»»
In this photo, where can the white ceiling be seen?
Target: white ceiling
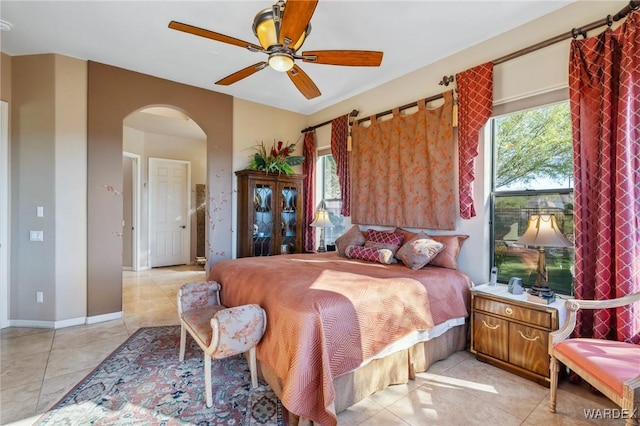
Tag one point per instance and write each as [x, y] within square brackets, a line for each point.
[134, 35]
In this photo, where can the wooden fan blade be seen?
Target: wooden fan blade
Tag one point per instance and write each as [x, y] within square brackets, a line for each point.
[354, 58]
[243, 73]
[303, 82]
[296, 17]
[212, 35]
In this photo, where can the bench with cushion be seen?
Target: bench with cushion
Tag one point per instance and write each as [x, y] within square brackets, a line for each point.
[609, 366]
[220, 332]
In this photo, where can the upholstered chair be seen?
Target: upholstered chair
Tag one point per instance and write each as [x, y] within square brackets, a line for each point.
[221, 332]
[609, 366]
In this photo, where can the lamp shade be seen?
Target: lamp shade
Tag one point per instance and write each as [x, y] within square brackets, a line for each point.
[543, 231]
[322, 220]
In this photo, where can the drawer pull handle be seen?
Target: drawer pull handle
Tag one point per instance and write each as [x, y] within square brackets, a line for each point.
[531, 339]
[492, 327]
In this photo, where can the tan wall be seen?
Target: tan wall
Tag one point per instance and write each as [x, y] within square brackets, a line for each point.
[540, 72]
[114, 93]
[5, 77]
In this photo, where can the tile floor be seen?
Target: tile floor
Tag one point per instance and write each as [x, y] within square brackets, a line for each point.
[39, 366]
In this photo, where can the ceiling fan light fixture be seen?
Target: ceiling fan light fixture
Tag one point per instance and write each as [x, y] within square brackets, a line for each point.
[280, 61]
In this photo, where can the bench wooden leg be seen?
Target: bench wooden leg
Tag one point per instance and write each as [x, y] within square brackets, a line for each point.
[554, 366]
[253, 367]
[207, 380]
[183, 341]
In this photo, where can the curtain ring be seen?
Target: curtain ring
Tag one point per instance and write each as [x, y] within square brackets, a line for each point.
[574, 33]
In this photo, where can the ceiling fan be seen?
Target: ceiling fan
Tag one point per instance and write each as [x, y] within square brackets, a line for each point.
[281, 31]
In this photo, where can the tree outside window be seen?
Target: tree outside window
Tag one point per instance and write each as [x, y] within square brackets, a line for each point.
[533, 169]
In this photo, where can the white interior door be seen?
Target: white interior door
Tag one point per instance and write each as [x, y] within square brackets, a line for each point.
[4, 214]
[169, 201]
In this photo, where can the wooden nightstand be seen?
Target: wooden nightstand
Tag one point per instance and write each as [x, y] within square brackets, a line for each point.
[512, 333]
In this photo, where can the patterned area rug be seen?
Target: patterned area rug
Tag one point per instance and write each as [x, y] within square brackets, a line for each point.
[143, 383]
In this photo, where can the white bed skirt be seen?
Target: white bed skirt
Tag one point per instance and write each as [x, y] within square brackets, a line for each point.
[396, 364]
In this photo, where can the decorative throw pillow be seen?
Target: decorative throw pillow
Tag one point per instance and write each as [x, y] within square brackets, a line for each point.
[408, 235]
[448, 257]
[419, 251]
[384, 239]
[383, 256]
[352, 237]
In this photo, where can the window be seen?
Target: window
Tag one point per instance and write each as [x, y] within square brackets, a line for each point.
[532, 173]
[329, 192]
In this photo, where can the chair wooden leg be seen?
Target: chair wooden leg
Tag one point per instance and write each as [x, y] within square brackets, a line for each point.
[554, 366]
[207, 380]
[183, 341]
[253, 367]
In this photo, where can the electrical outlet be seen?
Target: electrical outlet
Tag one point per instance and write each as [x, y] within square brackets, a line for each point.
[36, 236]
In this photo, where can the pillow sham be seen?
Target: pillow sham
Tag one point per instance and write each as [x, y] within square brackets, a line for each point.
[383, 256]
[448, 257]
[352, 237]
[384, 240]
[419, 251]
[408, 235]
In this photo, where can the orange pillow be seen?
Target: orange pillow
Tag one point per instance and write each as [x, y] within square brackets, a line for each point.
[448, 257]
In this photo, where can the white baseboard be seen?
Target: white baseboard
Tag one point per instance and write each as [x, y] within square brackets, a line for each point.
[105, 317]
[47, 324]
[65, 323]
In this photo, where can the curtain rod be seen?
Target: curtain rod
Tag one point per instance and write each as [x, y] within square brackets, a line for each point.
[353, 113]
[573, 33]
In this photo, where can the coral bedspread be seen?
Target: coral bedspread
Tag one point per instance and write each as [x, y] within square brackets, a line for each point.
[326, 315]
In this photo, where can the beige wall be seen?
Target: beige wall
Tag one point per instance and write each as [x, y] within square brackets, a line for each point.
[33, 180]
[539, 72]
[70, 188]
[48, 140]
[5, 77]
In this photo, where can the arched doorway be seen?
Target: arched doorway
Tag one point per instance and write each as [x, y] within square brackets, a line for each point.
[164, 167]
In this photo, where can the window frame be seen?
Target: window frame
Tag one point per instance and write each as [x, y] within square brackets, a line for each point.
[556, 97]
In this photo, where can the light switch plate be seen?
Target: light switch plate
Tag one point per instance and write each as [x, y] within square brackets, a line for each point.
[36, 236]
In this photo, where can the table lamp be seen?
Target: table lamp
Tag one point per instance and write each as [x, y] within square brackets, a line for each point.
[322, 221]
[542, 231]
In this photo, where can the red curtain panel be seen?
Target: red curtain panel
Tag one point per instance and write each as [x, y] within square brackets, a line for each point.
[475, 105]
[604, 88]
[339, 136]
[309, 170]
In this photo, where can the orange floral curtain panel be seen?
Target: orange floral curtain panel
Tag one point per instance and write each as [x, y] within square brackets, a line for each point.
[309, 170]
[403, 170]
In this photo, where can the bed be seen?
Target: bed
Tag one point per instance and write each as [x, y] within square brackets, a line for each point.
[340, 329]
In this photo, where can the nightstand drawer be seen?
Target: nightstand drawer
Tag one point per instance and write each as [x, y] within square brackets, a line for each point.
[532, 345]
[527, 315]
««
__DIRECTION__
Leave out the pictures and give the listing above again exactly.

__ANSWER TO THE PROBLEM__
In this photo, where can the white ceiling be seen?
Target: white ceiling
Tag one point per instance and write each as [x, y] within square brackets, a line for each point.
[134, 35]
In this photo, where can the wooden fan blade be seen?
Target: wooden fan blade
Tag one point per instance and write each as [x, y] within square brackets, a line for each point.
[354, 58]
[243, 73]
[303, 82]
[296, 17]
[212, 35]
In this photo, where can the bench with cushion be seen?
Target: bench with cushion
Tag one point per instance and write each as [x, y] within square brackets, a line for each point.
[609, 366]
[220, 332]
In this photo, where can the upholstered chair be seen?
Target: upholstered chair
Tag one point per instance and write each as [x, y] within square brackets, a line for each point.
[221, 332]
[609, 366]
In this photo, where can the lamp shade be seen?
Target: lamp shade
Tag one point per instance and write each as [x, y] within square brackets, a line for each point.
[543, 231]
[322, 220]
In this photo, where can the drawer pull handle be seen?
Target: drawer pull handle
Tag one point per instance and write each as [x, y] within square brackets, a line for each point.
[531, 339]
[492, 327]
In this photo, where can the tan wall be seen?
Target: tan wall
Tag one point per instance and write each as [x, y] within square brackets, a line for each point.
[540, 72]
[114, 93]
[5, 77]
In this photo, where can the tile floor be seen?
Target: tile floor
Tag one point per instance and write each as [x, y] within square brackets, a line for each point.
[39, 366]
In this photo, where can the ceiling fan light fixture be seen?
Target: ceiling fan light fixture
Tag one point per instance and write each as [x, y] within square brackets, a line for each point.
[280, 61]
In this photo, where can the bench wooden leg be seen?
Target: bench wooden leg
Tag one point per instance and write each as [x, y] within square brackets, a line for each point.
[554, 366]
[253, 367]
[207, 380]
[183, 341]
In this photo, where can the curtain ring be seen?
Target: curtain ring
Tag one point per instance and write each as [x, y] within square brackets, a line for each point.
[574, 33]
In this photo, where can the ceiling fan be seen?
Target: ceiling fan
Tag one point per instance and write each as [x, y] within square brackets, a line for each point.
[281, 31]
In this photo, where can the tree outside window be seen?
Target: tree outside window
Tag one point per instance and write each as [x, y] within square brackets, a line for each point.
[533, 169]
In this photo, where can the white interior door be seen?
Target: white interior door
Tag one point per instance and write each as [x, y] within square brackets, a line for each point.
[4, 214]
[169, 201]
In this photo, where can the wooden nightstand be seen?
Target: wooden nightstand
Tag one point per instance and write each as [x, y] within square brackets, a line for each point.
[512, 333]
In this photo, where can the patterned area rug be seen?
Target: patterned area rug
Tag one point per instance and write each as [x, y] within square brackets, a line for each point.
[143, 383]
In this photo, where can the white bed skirt be seen?
Target: white bed skirt
Tag one point per instance and write each as [x, y] within square brackets, a line for each point.
[396, 364]
In this photo, where can the decorative throw pillow be seen?
Target: decorative throw pillow
Tag one point per instance and write each as [x, y] within square brackets, a line for each point.
[408, 235]
[448, 257]
[419, 251]
[384, 239]
[383, 256]
[352, 237]
In this photo, where can the window be seen?
Target: window
Tag one point per instance and write each as [x, y] within square brackets, a line for each point.
[532, 173]
[329, 192]
In this photo, where can the chair wooden leg be seen?
Target: chair wooden leg
Tag one point per instance and write each as [x, y] within square brackets, a line for each point.
[554, 366]
[207, 380]
[183, 341]
[253, 367]
In this photo, where can the electrical outlet be seen?
Target: electrical outlet
Tag one point per instance and write each as [x, y] within square brackets, a line for each point.
[36, 236]
In this photo, where can the pillow sham be seen?
Target: pillow sham
Tag one point per instance and write each as [x, y] within square brackets, a line for each point.
[383, 256]
[448, 257]
[352, 237]
[384, 240]
[419, 251]
[408, 235]
In this photo, where can the orange pillow be seen?
Target: orange pillow
Tag one point per instance and write each as [x, y] within square brackets, a line for each point.
[448, 257]
In this photo, where can the white baseboard be seen?
Target: white baseboard
Tag one point per instance and write each as [x, y] within square brackets, a line for each point.
[105, 317]
[47, 324]
[65, 323]
In this photo, where can the curtain rod be seen?
Target: curtain rod
Tag one point per instance and write each as [x, y] within square brackets, a line for each point.
[353, 113]
[573, 33]
In this photo, where can the coral bedspread be seen?
Target: coral bedspread
Tag one point per instance and write each as [x, y] within square brackets, a line for each point.
[326, 315]
In this photo, where can the beige wall be seen?
Target: beige wall
Tag one point per instance and write each as [x, y] within square brackets, a line for each point.
[33, 180]
[539, 72]
[70, 188]
[48, 140]
[5, 77]
In this photo, where can the arched doorway be seen?
Target: arched doorway
Tag one point per instance and write each as [x, y] within square brackets, a line for each point.
[164, 167]
In this photo, where can the window frame be seen?
Target: window frame
Tag one point per instance and write each as [x, y] within square brackets, a line for each point.
[556, 97]
In this photo, where can the light switch plate be seen?
Target: light switch plate
Tag one point per instance and write each as [x, y] within square brackets, a line for each point.
[36, 236]
In this photo, where can the table lamp be seen?
Target: table lamp
Tag one point per instance and write each as [x, y] within square brackets, a line for each point.
[322, 221]
[542, 231]
In this photo, where can the red curtain panel be seen?
Target: red curtain panel
Tag one point per instance and write each as [x, y] within square brackets, a line for each point.
[475, 105]
[604, 88]
[339, 136]
[309, 170]
In this photo, where can the orange floral curtain panel be seen?
Target: orange floral curtain panel
Tag one point per instance and write each as [x, y] within square brackets, a line for each point.
[309, 170]
[403, 170]
In this photo, where can the bed be seen?
Target: bed
Tag one point per instance and write each as [x, y] within square brackets, a line for each point.
[340, 329]
In this photo, where can the nightstand drawer be seen?
Target: nightstand drawer
Tag one point per instance and write each as [x, y] within square brackets, a line for each point.
[532, 345]
[527, 315]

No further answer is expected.